Chelsea celebrate their win over Middlesbrough in the FA Cup Final (Getty Images)

“I fell in love straight away. I just felt so comfortable living in London.”

It was hard not to, given the cosmopolitan area that was so appealing to international stars. Marcel Desailly actually chose Chelsea over Liverpool in 1998 because of the option of sending his children to a French-speaking school, emphasising the club's advantages

A side that had a growing image as posers, meanwhile, was appropriately summed up by - well - a pose. After new hero Di Matteo scored the only goal in a 1-0 win over Middlesbrough early on in 1996-97, the team celebrated by all getting down on the ground and into positions as if posing for a photo shoot.

“If social media was around then it would have been everywhere,” says Minto, who also reveals it wasn’t planned or choreographed. That was illustrative of the off-the-cuff expressiveness encouraged in the side at the time, and best exemplified by the exquisite Zola. All at Chelsea said the Italian was the best they played with, and one of the most humble. He would always turn up on nights out even though he didn’t drink, and even if Erland Johnsen once wanted to change that. The big centre-half grabbed Zola and forced a shot of brandy down his throat. The Italian of course laughed it off.

It was all part of the fun, as Gullit had encouraged. That wasn’t the only famous goal Di Matteo scored against Middlesbrough either. There was the brilliant drive that effectively won the 1997 FA Cup final.

“I do think that was a key moment in Chelsea’s history because it was the first trophy in 26 years,” Minto says. "That momentum was built up and you could see the club was going down a certain route and becoming bigger and bigger.”

Ranieri was a popular figure at Stamford Bridge

And becoming more and more successful. A contract dispute would see Gullit move on, replaced by Vialli, who fell out with his former friend when the Dutch star preferred Zola and Mark Hughes in a 4-4-2. As boss, however, Vialli would then generally leave himself out - most notably for the 1998 Cup Winners Cup final win over Stuttgart - as the side was becoming further honed. They went 19 matches unbeaten in 1998-99, and still had a chance of the title in April, only finishing four points behind treble-winners and European champions Manchester United. This was their level. A lingering notion among Chelsea fans is they would have won the title had Pierluigi Casiraghi not suffered a career-ending injury.

- - - - -

__WRITTEN REQUEST A__.
Reproduce the bounding-box labeling rows verbatim, everything from the first row down to the line containing "115, 238, 497, 274", with both of those lines included.

__Entries for bounding-box labeling__.
- - - - -

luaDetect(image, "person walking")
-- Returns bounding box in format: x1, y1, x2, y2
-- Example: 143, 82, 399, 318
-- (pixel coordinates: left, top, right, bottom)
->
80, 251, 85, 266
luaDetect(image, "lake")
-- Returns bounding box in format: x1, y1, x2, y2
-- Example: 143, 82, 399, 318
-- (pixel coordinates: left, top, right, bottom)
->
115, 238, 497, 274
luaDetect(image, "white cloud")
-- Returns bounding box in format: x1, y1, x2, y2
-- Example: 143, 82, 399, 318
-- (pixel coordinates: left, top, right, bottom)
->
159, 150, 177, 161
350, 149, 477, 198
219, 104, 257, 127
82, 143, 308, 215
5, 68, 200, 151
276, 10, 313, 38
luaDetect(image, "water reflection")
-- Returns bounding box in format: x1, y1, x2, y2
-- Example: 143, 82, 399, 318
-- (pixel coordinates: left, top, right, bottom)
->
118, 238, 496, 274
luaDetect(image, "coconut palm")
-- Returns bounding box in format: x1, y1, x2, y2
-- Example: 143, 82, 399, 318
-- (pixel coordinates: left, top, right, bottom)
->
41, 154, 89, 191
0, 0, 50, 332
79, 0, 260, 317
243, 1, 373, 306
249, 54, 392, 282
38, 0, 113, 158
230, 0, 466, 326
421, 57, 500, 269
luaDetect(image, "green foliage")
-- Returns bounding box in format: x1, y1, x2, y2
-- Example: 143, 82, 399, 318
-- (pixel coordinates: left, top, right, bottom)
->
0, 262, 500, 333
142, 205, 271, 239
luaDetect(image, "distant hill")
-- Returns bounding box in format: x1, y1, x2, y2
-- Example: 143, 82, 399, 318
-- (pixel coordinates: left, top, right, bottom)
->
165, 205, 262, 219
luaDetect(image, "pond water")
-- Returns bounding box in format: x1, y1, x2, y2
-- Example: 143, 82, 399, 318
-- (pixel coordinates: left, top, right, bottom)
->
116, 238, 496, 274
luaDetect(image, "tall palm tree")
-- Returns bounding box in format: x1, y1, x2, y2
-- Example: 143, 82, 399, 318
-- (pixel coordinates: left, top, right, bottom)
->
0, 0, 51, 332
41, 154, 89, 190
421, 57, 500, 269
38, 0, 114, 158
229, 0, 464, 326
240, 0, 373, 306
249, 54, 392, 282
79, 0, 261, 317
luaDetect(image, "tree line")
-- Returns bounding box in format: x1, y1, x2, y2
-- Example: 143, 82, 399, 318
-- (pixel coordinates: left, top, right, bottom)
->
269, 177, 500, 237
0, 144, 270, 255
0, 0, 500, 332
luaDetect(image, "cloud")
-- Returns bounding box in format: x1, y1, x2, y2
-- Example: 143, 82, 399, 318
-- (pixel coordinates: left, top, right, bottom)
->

- - - - -

__WRITTEN REQUEST B__.
Carry on the article about Chelsea's rise in the late 1990s from the point at which it stops.

__REPLY A__.
luaDetect(image, "person walking")
-- Returns bounding box in format: x1, y1, x2, y2
-- Example: 143, 82, 399, 318
-- (pixel coordinates: left, top, right, bottom)
->
80, 251, 85, 266
luaDetect(image, "lake")
-- Returns bounding box in format: x1, y1, x2, y2
-- Example: 143, 82, 399, 318
-- (pixel coordinates: left, top, right, bottom)
->
115, 238, 497, 274

__REPLY B__.
“Whatever else you might say about this team, we had belief,” Wise said. This was why even Sir Alex Ferguson greatly respected them, never seeing them as the London pushovers he did Tottenham. His love for Zola and the Italian’s ability to “get you on your feet”, meanwhile, was almost endearing.

Ranieri would then endear himself to supporters when replacing a Vialli who had by then lost his touch, but everyone who worked under the current Fulham manager noticed an under-appreciated seriousness - not least the signing who symbolised this in Frank Lampard.

When the young midfielder was choosing where to go after West Ham United in the summer of 2001, he was interested in Leeds United, and met with them. Manager David O’Leary told him “Chelsea were still throwing money at old pros whose hunger for success had long been sated or never amounted to anything more than a big salary”. This was still the image. This was what Ranieri wanted to change, as illustrated by his signing. Ranieri had a specific idea for his place in the team, and what he would do, as the signings became ever more elite. Lampard was impressed. It was in this period that they brought in Hasselbaink and Eidur Gudjohnsen, while John Terry was promoted to the first team.

It wasn’t long, however, until the cracks began to show - the true cost of the glamour. This was circuses for borrowed bread.

Not unlike Leeds, and entirely in-keeping with the period, this Chelsea had been built on debt.

The Financial Times reported that, in 1998, its travel operation - Elizabeth Duff Travel - had a bigger turnover than the actual sporting side. Chelsea had become the first British club to enter the debt market, issuing a £75m eurobond, something that caused a lot of problems when the football market collapsed in 2002.

Lampard's arrival would prove a pivotal moment 

“That close season, for the first time in years, Chelsea didn’t spend big in the transfer market,” Lampard said in his autobiography. “In fact, they didn’t spend anything at all. In previous times there seemed to be a revolving door ushering expensive footballing into and out of Stamford Bridge. The only two players to join in 2002 were on free transfers – Marco Ambrosio from Chievo and Enrique De Lucas from Espanyol. The lack of activity was slightly confusing and only later in the season would the facts emerge about how badly the club was struggling financially.”

It became clear in 2002-03 they would be playing for the club’s future, and that Champions League qualification was imperative, but the rest is history.

Abramovich came in, and everything changed. The glamour, however, was already there.

"I was there when we were just building the foundation for the future that has become the present now," Vialli says.

“The club was in the position to attract a Roman Abramovich,” adds Minto. “OK, financially, they desperately needed an Abramovich, but if Chelsea were in a similar position now, they’d get so many potential owners for so many reasons. It was in effect waiting for that next step.”

And it did involve a lot of fun along the way.